■ WHAT YOU ARE ASKED TO DO: Which lines of the records below contain the word "with"? Show each one.

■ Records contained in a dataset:
·····
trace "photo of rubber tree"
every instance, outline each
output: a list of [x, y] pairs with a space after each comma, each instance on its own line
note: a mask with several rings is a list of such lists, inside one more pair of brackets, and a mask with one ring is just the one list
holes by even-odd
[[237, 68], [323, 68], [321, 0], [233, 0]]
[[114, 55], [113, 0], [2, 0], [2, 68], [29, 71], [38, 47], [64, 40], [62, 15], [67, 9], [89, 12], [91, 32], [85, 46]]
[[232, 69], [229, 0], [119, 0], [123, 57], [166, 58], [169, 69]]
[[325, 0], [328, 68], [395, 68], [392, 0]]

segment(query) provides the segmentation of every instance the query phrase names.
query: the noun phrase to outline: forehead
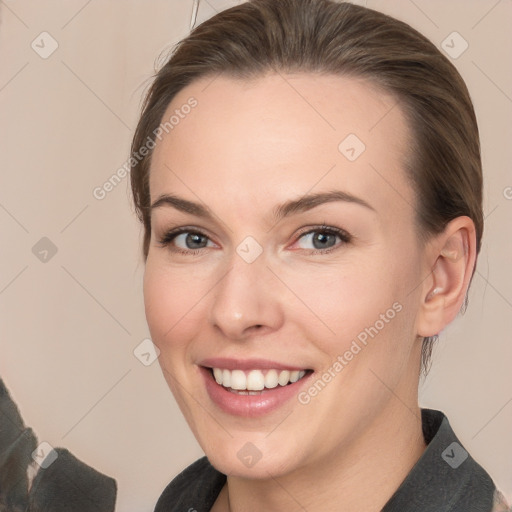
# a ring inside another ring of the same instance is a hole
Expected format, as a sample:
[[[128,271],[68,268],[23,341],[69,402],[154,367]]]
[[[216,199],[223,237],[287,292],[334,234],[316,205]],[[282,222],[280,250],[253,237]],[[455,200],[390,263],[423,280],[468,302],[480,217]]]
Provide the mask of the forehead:
[[[162,122],[171,118],[154,149],[152,201],[172,192],[207,204],[219,195],[279,202],[334,186],[383,206],[393,195],[411,200],[407,123],[397,99],[366,80],[204,77],[176,95]]]

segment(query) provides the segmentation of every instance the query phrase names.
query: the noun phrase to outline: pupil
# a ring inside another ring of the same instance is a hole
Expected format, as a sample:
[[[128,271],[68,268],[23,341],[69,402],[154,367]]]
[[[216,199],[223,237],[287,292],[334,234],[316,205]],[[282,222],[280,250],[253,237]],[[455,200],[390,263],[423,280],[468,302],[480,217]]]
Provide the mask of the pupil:
[[[202,237],[203,237],[202,235],[199,235],[197,233],[189,233],[189,235],[187,236],[187,246],[188,246],[188,242],[190,240],[192,240],[192,244],[201,243]],[[201,247],[204,247],[204,246],[201,246]],[[197,247],[189,247],[189,249],[197,249]]]
[[[316,246],[316,242],[319,241],[320,244],[324,243],[327,241],[328,237],[332,237],[333,235],[330,235],[330,234],[325,234],[325,233],[318,233],[316,237],[313,237],[313,245],[315,245],[315,248],[316,249],[325,249],[325,245],[320,245],[320,247],[317,247]]]

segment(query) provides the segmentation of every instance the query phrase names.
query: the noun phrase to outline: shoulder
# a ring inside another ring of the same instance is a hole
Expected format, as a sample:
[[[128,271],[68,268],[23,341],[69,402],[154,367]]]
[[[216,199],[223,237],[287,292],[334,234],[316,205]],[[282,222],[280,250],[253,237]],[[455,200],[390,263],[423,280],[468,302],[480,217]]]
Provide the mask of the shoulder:
[[[226,482],[208,458],[201,457],[187,466],[164,489],[154,512],[209,511]]]
[[[512,512],[446,415],[433,409],[422,409],[421,414],[427,447],[383,512]]]

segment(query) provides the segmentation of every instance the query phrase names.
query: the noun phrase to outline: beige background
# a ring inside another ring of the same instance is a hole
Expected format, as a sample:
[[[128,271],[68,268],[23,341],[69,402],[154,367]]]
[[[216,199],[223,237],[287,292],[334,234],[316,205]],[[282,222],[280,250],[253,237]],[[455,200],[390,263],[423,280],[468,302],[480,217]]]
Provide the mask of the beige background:
[[[203,0],[198,22],[234,3]],[[420,404],[448,415],[510,500],[512,2],[358,3],[438,46],[453,31],[469,43],[454,62],[480,122],[485,238],[468,312],[443,334]],[[0,1],[0,375],[40,441],[117,479],[123,512],[153,510],[202,452],[158,363],[133,354],[149,332],[128,180],[103,200],[93,190],[125,162],[155,59],[191,11],[191,0]],[[58,43],[46,59],[31,47],[43,31]],[[42,237],[57,248],[46,262],[32,252]]]

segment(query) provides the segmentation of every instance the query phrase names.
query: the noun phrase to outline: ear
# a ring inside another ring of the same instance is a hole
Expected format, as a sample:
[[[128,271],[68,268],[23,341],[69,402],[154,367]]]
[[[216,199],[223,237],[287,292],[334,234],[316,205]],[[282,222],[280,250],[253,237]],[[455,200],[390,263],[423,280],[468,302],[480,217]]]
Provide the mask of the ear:
[[[476,232],[466,216],[448,223],[428,242],[431,272],[422,285],[418,336],[439,334],[459,313],[476,263]]]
·····
■ RESPONSE AREA:
output: a list of [x, y] pairs with a space after each comma, each instance on its own line
note: a mask with several rings is a list of such lists, inside one more pair of brackets, and a mask with one ring is just the one list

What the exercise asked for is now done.